__Work to do__. State how many lines in the items below contain the word "water", matching its case exactly, and reply with that number alone.

__Entries supplied__.
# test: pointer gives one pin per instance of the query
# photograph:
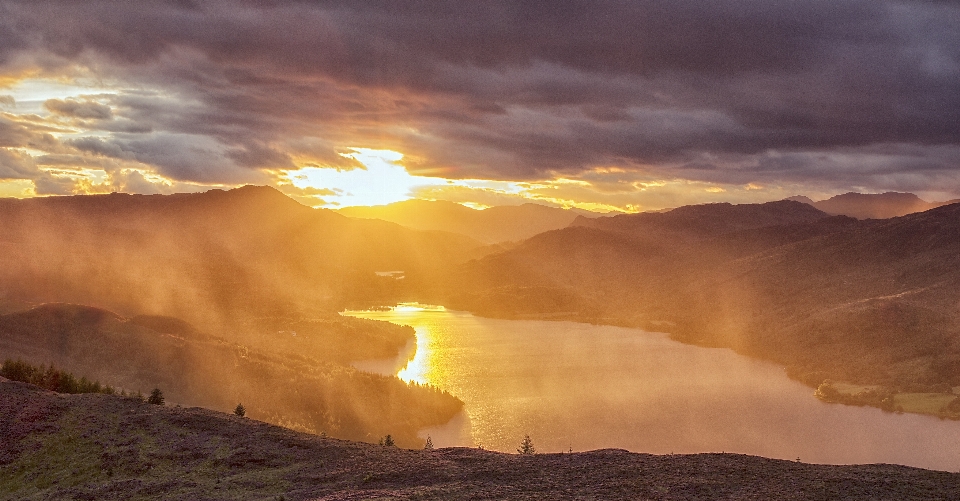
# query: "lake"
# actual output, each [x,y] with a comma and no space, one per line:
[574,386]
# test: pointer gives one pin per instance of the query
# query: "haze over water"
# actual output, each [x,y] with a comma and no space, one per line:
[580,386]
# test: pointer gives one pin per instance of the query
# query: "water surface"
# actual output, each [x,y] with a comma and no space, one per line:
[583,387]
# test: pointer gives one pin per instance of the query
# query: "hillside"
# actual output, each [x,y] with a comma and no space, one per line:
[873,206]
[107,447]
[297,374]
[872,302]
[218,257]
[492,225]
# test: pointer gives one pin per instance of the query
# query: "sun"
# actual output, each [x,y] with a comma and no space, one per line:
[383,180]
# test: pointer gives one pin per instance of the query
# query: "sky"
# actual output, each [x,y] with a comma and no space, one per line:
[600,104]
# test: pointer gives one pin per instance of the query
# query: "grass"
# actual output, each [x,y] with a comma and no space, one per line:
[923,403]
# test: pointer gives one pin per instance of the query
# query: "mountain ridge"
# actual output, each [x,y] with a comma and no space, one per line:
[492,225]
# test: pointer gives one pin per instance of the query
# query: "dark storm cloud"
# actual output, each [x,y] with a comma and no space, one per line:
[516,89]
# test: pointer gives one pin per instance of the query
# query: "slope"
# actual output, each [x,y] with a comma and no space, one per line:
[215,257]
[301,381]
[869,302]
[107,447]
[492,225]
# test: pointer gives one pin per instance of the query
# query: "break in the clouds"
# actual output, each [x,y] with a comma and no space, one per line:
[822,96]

==

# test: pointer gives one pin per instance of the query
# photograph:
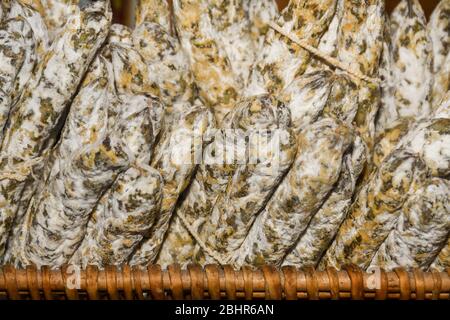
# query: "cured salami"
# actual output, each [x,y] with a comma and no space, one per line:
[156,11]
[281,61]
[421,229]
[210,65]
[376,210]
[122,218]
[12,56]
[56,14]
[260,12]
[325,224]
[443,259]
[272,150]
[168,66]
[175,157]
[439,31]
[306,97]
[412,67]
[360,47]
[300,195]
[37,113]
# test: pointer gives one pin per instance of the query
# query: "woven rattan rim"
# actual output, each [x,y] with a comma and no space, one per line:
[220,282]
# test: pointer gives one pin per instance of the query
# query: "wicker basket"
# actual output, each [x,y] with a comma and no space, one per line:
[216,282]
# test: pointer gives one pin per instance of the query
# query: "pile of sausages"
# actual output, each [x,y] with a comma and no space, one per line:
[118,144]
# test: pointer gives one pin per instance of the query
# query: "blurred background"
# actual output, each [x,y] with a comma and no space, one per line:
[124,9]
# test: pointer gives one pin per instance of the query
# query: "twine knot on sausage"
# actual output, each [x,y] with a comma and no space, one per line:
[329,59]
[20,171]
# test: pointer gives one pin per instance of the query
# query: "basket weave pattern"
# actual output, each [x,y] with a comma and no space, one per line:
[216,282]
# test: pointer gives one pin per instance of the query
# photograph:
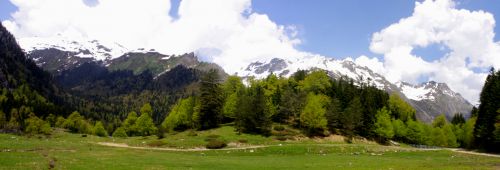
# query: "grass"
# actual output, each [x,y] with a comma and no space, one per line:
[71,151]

==

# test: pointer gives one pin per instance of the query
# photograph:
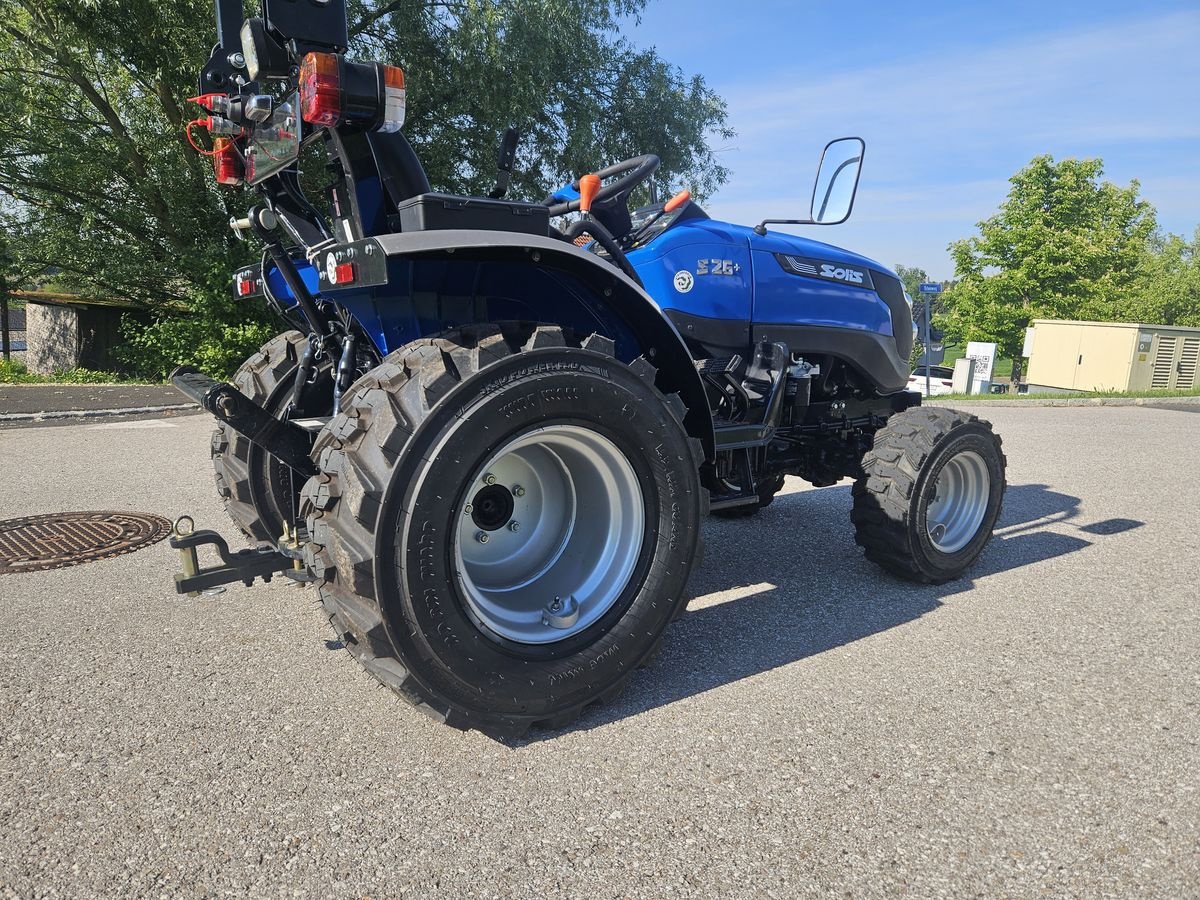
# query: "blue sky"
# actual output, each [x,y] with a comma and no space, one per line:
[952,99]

__Reply__. 2